### Problem details
Copy each line of the records below that mentions the word "cliff".

[Data section]

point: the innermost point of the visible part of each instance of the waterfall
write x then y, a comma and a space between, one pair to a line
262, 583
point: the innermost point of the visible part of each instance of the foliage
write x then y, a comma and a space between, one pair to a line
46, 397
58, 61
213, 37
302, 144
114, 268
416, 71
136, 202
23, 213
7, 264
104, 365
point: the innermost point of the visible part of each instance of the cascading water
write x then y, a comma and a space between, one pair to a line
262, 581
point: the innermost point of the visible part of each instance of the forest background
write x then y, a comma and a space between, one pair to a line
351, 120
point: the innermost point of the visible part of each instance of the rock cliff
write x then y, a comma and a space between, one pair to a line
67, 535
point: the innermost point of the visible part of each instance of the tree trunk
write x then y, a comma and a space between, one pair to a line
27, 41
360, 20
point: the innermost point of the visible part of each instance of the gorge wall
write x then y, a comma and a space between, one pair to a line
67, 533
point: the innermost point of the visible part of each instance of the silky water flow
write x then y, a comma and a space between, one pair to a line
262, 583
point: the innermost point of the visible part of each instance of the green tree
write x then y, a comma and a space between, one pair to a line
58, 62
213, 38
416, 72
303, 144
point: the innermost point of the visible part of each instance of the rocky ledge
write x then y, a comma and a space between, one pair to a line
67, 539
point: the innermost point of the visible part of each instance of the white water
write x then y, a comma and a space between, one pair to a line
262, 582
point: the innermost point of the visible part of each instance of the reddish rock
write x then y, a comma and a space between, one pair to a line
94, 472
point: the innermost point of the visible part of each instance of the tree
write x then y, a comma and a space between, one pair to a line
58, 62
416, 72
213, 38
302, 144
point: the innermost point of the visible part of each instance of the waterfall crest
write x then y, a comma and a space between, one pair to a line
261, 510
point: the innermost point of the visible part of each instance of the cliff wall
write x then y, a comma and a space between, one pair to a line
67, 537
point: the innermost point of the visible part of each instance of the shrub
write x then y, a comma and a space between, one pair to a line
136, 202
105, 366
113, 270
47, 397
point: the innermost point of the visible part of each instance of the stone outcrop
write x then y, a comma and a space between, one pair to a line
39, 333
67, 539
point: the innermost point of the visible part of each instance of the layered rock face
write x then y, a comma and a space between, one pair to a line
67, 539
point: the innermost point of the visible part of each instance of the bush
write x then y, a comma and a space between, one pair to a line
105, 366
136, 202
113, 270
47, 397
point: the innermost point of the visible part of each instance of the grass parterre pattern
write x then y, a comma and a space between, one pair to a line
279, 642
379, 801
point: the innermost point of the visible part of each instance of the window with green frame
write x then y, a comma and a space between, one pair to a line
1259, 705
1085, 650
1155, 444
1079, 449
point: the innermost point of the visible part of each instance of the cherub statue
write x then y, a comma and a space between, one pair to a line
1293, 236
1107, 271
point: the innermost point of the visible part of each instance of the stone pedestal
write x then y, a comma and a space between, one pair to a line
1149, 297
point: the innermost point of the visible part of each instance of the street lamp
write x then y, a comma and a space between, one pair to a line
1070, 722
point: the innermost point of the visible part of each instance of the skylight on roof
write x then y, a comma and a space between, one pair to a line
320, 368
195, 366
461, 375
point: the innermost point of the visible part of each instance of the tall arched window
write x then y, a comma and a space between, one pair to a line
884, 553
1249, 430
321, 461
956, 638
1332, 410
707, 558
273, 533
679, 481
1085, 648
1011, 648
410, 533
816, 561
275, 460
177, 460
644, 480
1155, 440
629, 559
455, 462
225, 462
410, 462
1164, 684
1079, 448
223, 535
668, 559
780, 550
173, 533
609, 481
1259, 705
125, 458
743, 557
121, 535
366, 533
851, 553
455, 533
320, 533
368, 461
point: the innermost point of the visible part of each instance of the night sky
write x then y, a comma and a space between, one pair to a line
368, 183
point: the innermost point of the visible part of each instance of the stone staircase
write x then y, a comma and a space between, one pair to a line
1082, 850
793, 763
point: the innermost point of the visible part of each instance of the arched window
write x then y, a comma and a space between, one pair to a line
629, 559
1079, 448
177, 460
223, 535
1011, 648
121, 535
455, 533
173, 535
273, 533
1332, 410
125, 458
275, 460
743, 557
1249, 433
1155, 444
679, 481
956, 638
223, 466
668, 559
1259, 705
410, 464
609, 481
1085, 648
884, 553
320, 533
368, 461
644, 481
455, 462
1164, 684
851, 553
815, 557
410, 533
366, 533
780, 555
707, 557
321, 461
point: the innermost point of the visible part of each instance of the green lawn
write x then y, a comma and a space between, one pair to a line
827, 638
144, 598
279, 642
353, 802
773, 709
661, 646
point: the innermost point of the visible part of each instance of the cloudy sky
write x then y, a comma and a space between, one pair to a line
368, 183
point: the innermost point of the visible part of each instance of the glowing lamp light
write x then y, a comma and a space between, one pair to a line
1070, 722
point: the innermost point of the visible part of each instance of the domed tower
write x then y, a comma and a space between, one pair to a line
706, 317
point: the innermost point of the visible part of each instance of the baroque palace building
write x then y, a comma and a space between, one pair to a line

[/Data section]

### Task answer
point: the innermost point of the visible part of each instance of the rock cliff
point: the innermost point of the visible part of each instance of the cliff wall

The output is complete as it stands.